**Requests:**
**a)** Reproduce the passage about Mead's soccer career, beginning at the words "After graduating from" and stopping after "match against Brazil.", and replace "friendly match" with "exhibition match" throughout.
**b)** According to the passage about Mead's soccer career, which team did Mead join in 2001 for the inaugural WUSA season?

**Document segment:**
= = = =

After graduating from Providence, she went to play for the George Mason Patriots during the 1994 season. That season she was a Soccer America First-Team All-American, an All-Region selection, was named the ISAA Goalkeeper of the Year, and was included in the All-CAA selection. With her season at George Mason, she set a school record for the best save percentage (.904) in a career or a season, the fewest goals against average (0.54) in a career or a season, and the most shutouts (10) in a season.

Mead appeared for U.S. under-17 national team. She made her international debut for the United States on June 21, 1993, in a friendly match against Canada. In total, she made six appearances for the U.S., earning her final cap on December 13, 1997, in a friendly match against Brazil.

In club soccer, Mead played for the Boston Renegades. In 2001, she joined the Bay Area CyberRays for the inaugural WUSA season, though a knee injury only allowed her to make one appearance during the season. She retired from her playing career at the end of the season.

= = = =

[Data entries]

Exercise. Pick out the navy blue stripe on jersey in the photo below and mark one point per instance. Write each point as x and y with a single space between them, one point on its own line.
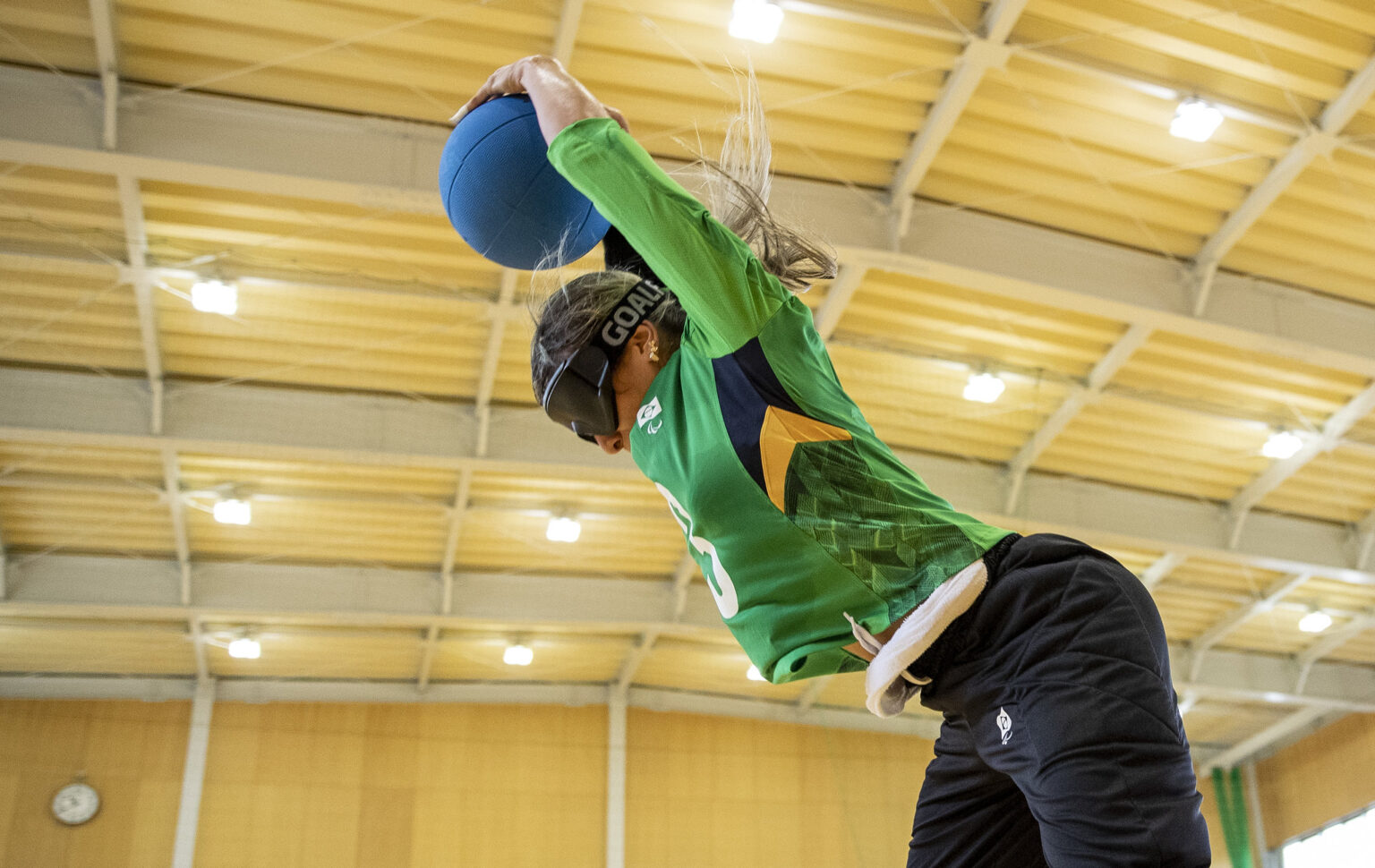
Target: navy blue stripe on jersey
752 362
743 411
747 387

= = = =

**Outputs by task:**
**a)**
After graduating from Providence, she went to play for the George Mason Patriots during the 1994 season. That season she was a Soccer America First-Team All-American, an All-Region selection, was named the ISAA Goalkeeper of the Year, and was included in the All-CAA selection. With her season at George Mason, she set a school record for the best save percentage (.904) in a career or a season, the fewest goals against average (0.54) in a career or a season, and the most shutouts (10) in a season.

Mead appeared for U.S. under-17 national team. She made her international debut for the United States on June 21, 1993, in a exhibition match against Canada. In total, she made six appearances for the U.S., earning her final cap on December 13, 1997, in a exhibition match against Brazil.

**b)** The Bay Area CyberRays.